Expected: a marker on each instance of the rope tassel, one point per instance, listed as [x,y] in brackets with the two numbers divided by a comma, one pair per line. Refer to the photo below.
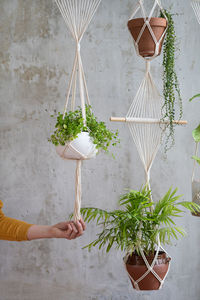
[77,205]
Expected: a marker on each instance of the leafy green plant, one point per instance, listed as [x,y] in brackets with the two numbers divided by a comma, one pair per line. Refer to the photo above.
[139,221]
[171,88]
[196,133]
[72,124]
[194,97]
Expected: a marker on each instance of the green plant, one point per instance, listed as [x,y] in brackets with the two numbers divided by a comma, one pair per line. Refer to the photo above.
[171,88]
[196,133]
[139,221]
[72,124]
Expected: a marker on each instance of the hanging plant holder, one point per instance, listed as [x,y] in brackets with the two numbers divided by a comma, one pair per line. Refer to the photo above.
[77,15]
[148,32]
[196,7]
[146,45]
[148,273]
[144,119]
[195,184]
[80,148]
[196,195]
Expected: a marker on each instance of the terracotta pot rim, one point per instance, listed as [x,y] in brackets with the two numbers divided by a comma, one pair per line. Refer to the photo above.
[162,258]
[138,22]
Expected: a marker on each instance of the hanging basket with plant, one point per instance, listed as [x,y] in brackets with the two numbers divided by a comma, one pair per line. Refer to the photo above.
[139,227]
[150,34]
[75,140]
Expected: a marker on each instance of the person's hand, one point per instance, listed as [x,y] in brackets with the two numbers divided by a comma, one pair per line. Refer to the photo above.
[68,230]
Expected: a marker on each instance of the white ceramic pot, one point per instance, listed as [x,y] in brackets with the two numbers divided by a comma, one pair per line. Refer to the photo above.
[80,148]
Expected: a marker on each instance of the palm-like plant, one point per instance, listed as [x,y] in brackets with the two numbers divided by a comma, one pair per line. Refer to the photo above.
[137,225]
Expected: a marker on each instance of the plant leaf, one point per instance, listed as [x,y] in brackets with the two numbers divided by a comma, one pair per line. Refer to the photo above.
[195,96]
[196,158]
[196,134]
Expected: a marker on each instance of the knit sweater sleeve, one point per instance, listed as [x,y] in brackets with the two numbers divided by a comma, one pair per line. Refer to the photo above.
[11,229]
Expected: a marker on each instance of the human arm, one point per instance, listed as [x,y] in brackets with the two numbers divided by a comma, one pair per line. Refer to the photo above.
[68,230]
[16,230]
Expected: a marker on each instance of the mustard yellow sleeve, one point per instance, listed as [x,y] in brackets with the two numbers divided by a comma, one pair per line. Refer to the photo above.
[11,229]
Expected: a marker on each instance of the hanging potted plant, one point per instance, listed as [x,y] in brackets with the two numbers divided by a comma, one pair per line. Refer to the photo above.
[162,30]
[75,140]
[195,182]
[145,42]
[138,228]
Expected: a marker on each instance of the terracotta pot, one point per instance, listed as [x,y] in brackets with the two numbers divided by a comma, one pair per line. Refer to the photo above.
[136,267]
[196,195]
[146,43]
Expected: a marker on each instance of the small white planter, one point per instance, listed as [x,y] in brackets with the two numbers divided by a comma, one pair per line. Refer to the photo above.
[196,194]
[80,148]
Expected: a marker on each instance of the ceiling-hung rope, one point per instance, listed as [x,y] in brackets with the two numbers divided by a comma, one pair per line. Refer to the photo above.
[77,15]
[196,7]
[144,116]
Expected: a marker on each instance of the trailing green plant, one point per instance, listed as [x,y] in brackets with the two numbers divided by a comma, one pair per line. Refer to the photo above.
[196,132]
[69,126]
[139,221]
[171,88]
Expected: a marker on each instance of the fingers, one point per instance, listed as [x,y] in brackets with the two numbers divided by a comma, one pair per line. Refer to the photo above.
[82,224]
[79,228]
[69,230]
[74,231]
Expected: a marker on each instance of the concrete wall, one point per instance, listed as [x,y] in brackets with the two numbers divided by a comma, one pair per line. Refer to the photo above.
[36,52]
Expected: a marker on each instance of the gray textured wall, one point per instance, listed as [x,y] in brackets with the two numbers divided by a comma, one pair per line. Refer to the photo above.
[36,53]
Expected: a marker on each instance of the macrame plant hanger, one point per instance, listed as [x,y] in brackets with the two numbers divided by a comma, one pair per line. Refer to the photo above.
[196,182]
[144,119]
[196,7]
[77,14]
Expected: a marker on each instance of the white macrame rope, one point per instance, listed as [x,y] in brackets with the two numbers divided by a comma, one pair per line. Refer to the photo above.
[77,14]
[194,164]
[196,7]
[77,205]
[147,18]
[150,268]
[146,106]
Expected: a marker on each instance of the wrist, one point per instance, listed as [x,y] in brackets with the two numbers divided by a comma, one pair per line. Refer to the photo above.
[39,232]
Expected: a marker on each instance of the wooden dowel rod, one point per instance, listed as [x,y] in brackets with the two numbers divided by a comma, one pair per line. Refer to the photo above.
[146,120]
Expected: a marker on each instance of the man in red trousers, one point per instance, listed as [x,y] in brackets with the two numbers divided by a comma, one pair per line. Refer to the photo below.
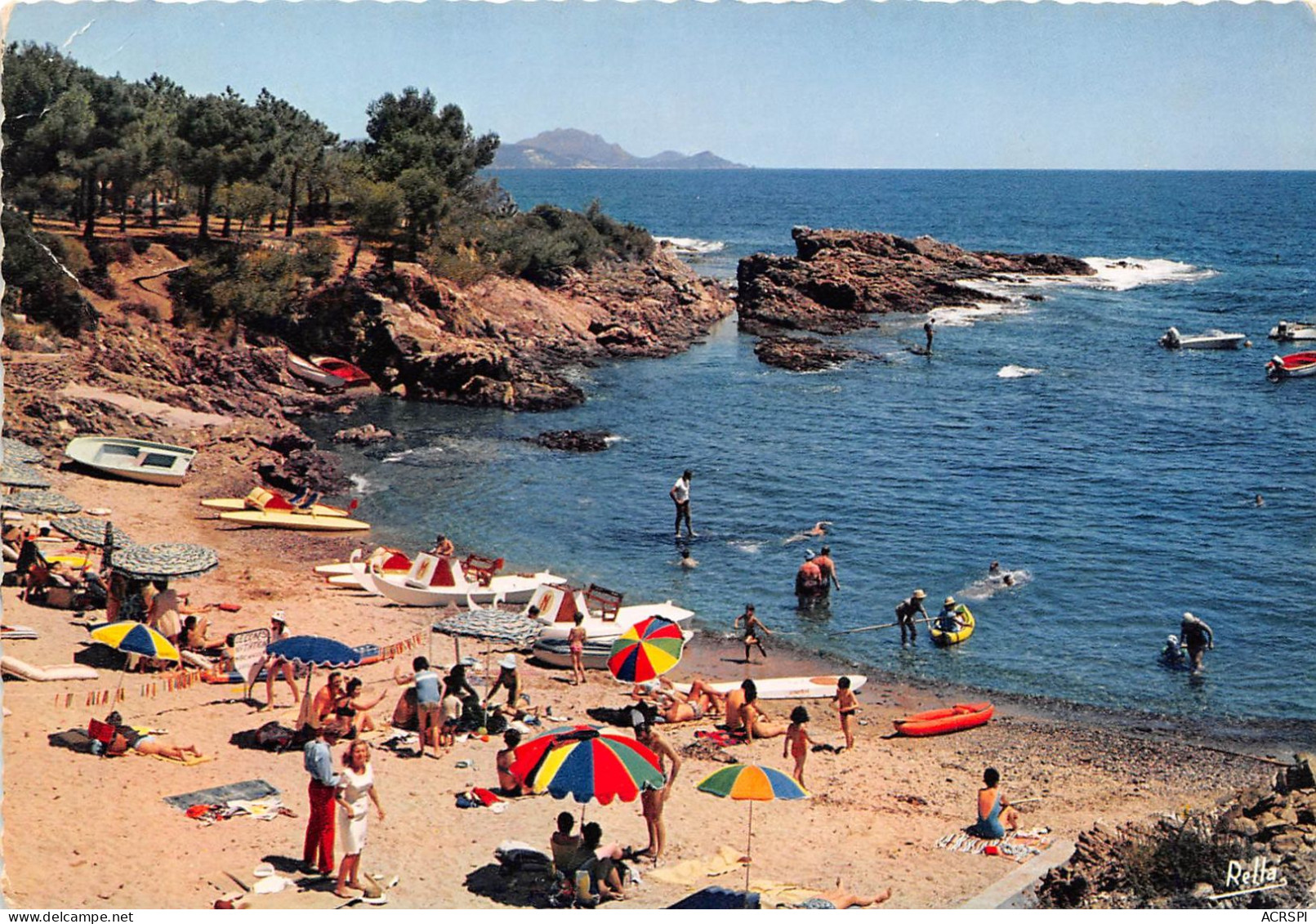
[318,852]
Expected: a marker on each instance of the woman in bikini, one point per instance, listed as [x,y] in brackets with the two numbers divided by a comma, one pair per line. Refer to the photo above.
[846,706]
[995,814]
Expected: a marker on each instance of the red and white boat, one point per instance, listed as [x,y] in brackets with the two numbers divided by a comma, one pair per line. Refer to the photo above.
[349,373]
[1294,366]
[939,721]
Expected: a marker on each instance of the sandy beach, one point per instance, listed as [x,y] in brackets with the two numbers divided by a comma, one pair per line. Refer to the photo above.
[83,831]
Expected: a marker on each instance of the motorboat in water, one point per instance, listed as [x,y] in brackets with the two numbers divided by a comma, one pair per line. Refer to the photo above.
[1291,331]
[604,622]
[349,373]
[437,581]
[1294,366]
[1208,340]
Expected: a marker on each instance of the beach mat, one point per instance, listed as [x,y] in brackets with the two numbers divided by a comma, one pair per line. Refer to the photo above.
[248,790]
[693,872]
[1015,846]
[715,898]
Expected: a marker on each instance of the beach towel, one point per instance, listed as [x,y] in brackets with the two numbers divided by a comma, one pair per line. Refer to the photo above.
[693,872]
[1018,846]
[248,788]
[187,760]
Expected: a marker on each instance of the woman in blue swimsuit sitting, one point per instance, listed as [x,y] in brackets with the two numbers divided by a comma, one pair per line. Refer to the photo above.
[995,815]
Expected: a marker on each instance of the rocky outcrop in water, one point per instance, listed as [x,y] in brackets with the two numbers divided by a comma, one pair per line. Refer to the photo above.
[805,355]
[1256,837]
[571,441]
[840,279]
[506,342]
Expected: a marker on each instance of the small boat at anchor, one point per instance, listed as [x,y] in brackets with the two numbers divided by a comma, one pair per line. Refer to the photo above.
[1208,340]
[1294,366]
[308,372]
[943,637]
[604,622]
[349,373]
[1291,331]
[437,581]
[940,721]
[135,460]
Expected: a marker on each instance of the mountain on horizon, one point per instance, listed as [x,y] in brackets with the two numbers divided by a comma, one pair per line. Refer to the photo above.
[573,149]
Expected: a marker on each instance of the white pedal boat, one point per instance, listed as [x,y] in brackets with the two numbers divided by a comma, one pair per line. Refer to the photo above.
[439,582]
[605,619]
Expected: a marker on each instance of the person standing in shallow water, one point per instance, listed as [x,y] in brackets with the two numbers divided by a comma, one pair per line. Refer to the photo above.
[1197,637]
[680,497]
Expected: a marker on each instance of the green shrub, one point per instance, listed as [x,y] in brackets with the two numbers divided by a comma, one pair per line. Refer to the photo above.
[37,269]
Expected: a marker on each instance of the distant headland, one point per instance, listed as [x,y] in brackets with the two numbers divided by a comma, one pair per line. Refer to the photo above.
[573,149]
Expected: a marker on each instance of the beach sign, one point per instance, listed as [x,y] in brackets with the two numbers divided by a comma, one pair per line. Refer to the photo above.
[249,650]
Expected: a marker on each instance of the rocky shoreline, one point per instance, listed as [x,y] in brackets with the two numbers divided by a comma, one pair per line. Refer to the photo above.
[840,280]
[497,342]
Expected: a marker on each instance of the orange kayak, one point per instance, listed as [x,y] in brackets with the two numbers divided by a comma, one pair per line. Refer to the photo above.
[939,721]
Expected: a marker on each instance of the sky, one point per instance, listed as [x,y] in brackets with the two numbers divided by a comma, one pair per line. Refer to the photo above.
[896,84]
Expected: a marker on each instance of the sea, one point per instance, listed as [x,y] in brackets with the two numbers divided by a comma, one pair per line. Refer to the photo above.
[1117,480]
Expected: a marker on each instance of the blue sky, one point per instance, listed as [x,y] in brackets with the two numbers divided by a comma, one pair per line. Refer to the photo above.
[852,84]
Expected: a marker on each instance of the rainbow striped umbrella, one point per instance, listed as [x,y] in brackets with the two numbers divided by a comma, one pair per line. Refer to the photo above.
[648,649]
[749,782]
[136,639]
[582,762]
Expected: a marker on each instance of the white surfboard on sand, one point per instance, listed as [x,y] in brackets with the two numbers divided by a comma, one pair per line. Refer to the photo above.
[790,687]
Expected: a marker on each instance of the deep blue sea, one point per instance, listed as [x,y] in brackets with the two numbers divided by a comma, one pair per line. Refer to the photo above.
[1119,475]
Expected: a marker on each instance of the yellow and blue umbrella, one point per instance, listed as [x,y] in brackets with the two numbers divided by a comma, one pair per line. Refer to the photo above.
[136,639]
[749,782]
[582,762]
[648,649]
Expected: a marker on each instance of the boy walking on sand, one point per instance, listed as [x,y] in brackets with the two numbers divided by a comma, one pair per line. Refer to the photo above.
[798,741]
[846,706]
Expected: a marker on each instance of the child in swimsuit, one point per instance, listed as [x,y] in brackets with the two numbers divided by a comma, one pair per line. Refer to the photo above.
[798,741]
[575,644]
[846,706]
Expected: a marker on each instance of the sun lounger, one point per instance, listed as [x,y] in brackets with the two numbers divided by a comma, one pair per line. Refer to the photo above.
[12,667]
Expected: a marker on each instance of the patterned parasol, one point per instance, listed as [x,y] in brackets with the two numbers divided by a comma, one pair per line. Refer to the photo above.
[16,450]
[19,474]
[165,561]
[38,502]
[91,531]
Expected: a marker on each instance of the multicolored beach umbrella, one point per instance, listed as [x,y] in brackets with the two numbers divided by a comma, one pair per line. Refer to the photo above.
[136,639]
[582,762]
[648,649]
[749,782]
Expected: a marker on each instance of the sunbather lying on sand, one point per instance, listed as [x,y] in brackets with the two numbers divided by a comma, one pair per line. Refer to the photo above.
[129,739]
[842,898]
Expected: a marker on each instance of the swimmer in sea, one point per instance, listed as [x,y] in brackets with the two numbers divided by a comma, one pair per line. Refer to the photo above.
[819,529]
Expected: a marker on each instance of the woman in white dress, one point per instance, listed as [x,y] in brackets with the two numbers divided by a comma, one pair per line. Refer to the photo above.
[355,790]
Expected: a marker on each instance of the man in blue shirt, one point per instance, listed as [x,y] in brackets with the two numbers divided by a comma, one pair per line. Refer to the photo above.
[318,850]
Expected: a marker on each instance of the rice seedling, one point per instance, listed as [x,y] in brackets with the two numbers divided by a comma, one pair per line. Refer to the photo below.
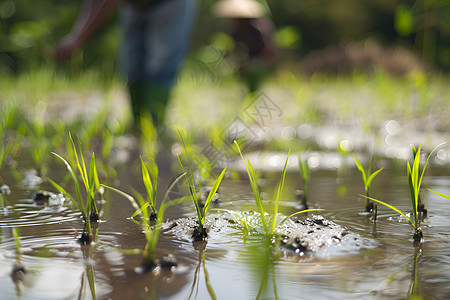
[151,232]
[4,151]
[200,233]
[19,271]
[415,181]
[303,167]
[150,177]
[269,228]
[91,183]
[420,206]
[40,145]
[367,180]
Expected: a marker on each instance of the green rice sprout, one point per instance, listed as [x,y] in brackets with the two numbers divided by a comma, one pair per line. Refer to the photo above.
[440,194]
[367,180]
[151,232]
[269,229]
[415,181]
[201,233]
[4,151]
[149,177]
[303,167]
[91,183]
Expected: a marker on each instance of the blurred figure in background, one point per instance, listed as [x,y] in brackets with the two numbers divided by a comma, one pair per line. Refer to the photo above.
[156,36]
[253,33]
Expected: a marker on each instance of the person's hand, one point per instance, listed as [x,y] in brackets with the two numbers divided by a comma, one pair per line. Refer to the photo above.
[67,47]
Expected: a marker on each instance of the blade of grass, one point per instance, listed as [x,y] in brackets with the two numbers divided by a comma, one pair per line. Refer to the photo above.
[150,186]
[77,186]
[212,193]
[278,196]
[393,208]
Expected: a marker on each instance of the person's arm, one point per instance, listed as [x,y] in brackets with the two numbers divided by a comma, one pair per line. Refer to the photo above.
[93,16]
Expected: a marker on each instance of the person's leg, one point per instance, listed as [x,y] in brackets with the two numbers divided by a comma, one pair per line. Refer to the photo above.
[167,39]
[132,56]
[159,42]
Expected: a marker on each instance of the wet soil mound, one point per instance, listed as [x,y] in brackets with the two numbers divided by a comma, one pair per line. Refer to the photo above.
[313,235]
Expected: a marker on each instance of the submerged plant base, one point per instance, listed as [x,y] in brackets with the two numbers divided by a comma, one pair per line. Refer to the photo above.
[198,235]
[418,236]
[168,262]
[422,210]
[369,207]
[94,218]
[153,216]
[147,266]
[312,236]
[300,196]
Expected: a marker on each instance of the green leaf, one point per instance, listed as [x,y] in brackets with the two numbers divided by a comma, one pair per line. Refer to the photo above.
[63,191]
[77,186]
[212,193]
[140,210]
[372,176]
[361,169]
[393,208]
[148,184]
[440,194]
[277,198]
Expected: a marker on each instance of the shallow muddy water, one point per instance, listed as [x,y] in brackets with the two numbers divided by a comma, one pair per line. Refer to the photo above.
[231,265]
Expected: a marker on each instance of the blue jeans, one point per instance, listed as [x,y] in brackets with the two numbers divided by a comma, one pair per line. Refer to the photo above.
[155,41]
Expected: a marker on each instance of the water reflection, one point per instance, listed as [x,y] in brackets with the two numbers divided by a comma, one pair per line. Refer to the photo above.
[200,246]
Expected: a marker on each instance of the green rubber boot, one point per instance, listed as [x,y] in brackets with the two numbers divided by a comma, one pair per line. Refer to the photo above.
[148,100]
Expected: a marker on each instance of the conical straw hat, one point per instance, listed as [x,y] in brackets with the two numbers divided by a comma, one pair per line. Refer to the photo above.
[239,9]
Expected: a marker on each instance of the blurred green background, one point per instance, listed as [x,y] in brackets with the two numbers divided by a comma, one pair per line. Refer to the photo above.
[29,31]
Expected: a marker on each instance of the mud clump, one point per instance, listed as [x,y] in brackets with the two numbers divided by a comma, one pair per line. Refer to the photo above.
[312,236]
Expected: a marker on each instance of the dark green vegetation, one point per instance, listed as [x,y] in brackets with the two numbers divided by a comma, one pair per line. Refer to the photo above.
[367,180]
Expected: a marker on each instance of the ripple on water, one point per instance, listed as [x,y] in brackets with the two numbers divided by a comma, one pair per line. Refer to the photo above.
[28,213]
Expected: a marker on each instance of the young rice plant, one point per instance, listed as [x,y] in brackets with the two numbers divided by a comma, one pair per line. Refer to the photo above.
[91,184]
[269,227]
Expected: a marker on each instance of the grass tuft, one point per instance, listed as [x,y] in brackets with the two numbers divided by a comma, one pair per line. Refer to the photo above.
[270,230]
[91,183]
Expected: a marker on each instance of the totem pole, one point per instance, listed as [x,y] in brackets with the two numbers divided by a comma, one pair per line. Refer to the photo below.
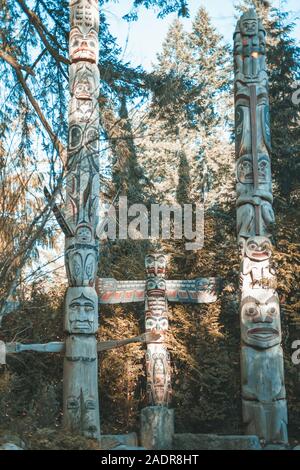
[157,420]
[81,404]
[159,388]
[263,388]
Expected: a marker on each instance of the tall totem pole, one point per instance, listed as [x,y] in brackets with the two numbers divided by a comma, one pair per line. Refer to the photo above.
[81,405]
[263,389]
[159,389]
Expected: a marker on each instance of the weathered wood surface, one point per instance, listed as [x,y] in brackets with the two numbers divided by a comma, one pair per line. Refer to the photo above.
[263,389]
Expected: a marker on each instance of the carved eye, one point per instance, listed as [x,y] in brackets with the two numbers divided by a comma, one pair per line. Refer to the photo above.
[88,308]
[72,404]
[150,324]
[164,323]
[251,311]
[75,306]
[151,285]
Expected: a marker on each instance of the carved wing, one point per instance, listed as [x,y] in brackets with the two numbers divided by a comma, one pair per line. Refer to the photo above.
[111,291]
[195,291]
[58,215]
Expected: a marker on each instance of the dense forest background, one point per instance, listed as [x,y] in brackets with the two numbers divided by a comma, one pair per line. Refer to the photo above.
[166,137]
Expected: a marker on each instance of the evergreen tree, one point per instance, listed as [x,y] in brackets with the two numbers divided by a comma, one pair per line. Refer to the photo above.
[283,59]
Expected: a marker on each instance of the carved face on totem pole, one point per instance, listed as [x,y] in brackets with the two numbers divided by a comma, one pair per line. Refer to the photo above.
[81,310]
[85,14]
[258,248]
[260,318]
[156,287]
[245,169]
[155,265]
[84,233]
[81,359]
[158,384]
[83,46]
[249,23]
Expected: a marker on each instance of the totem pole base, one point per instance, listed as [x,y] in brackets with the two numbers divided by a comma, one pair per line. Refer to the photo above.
[157,427]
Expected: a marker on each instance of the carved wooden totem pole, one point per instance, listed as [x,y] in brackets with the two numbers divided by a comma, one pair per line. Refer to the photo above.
[263,389]
[159,389]
[157,420]
[81,404]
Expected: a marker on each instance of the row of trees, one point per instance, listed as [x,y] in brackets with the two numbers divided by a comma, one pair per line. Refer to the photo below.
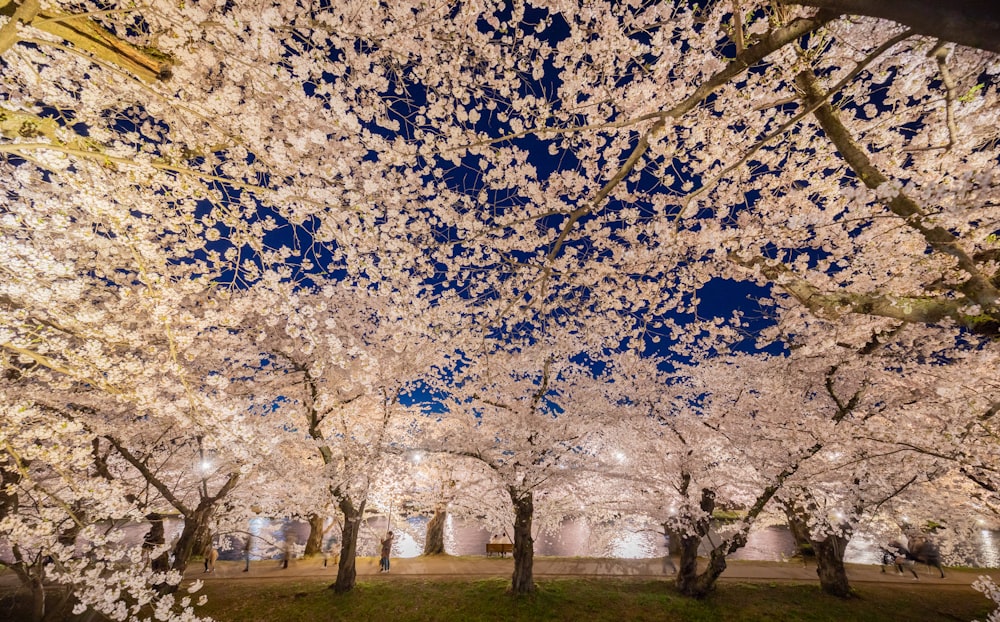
[255,254]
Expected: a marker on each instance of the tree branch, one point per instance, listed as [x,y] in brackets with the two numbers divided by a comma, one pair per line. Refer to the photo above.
[975,23]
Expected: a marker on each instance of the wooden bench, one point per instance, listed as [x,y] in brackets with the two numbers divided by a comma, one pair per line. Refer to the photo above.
[500,548]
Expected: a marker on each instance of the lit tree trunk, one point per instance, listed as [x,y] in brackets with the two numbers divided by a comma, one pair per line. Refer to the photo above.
[314,543]
[800,532]
[37,596]
[156,537]
[194,534]
[347,572]
[830,565]
[829,552]
[522,581]
[689,582]
[434,542]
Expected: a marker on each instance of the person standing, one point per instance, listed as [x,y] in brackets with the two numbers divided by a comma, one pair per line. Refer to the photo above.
[383,562]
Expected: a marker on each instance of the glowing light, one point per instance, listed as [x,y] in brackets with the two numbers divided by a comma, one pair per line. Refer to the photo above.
[632,546]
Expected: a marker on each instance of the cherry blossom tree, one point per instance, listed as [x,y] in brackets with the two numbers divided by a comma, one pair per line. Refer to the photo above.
[523,415]
[577,171]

» Exercise instructions:
Can you turn the data from the line with "Expected: a marker on each instance of the person standing, one" through the end into a two-column CSV with the headers text and answer? Use one row per text and its answer, put each value in a single quoted field, and replace any line breaks with spaces.

» Solution for this exercise:
text,answer
"Expected: a marker on each instance of the person standing, one point per instance, listed as [x,y] in brackets with the two numbers divided by a comma, one pair per line. Refer to the photo above.","[383,562]"
"Expected: a marker on each instance of the glowing light, one point per instance, listed as [x,y] in brackets with the two numbers divided by a comma, one pair per line. Refer to the photo above.","[632,546]"
"Expected: a marker on each instance of the cherry blossom tree, one point per instance, listed as [x,y] in brackets with the two numbers divided by a comma, one pair per line. Refer to the photo above.","[523,415] [577,171]"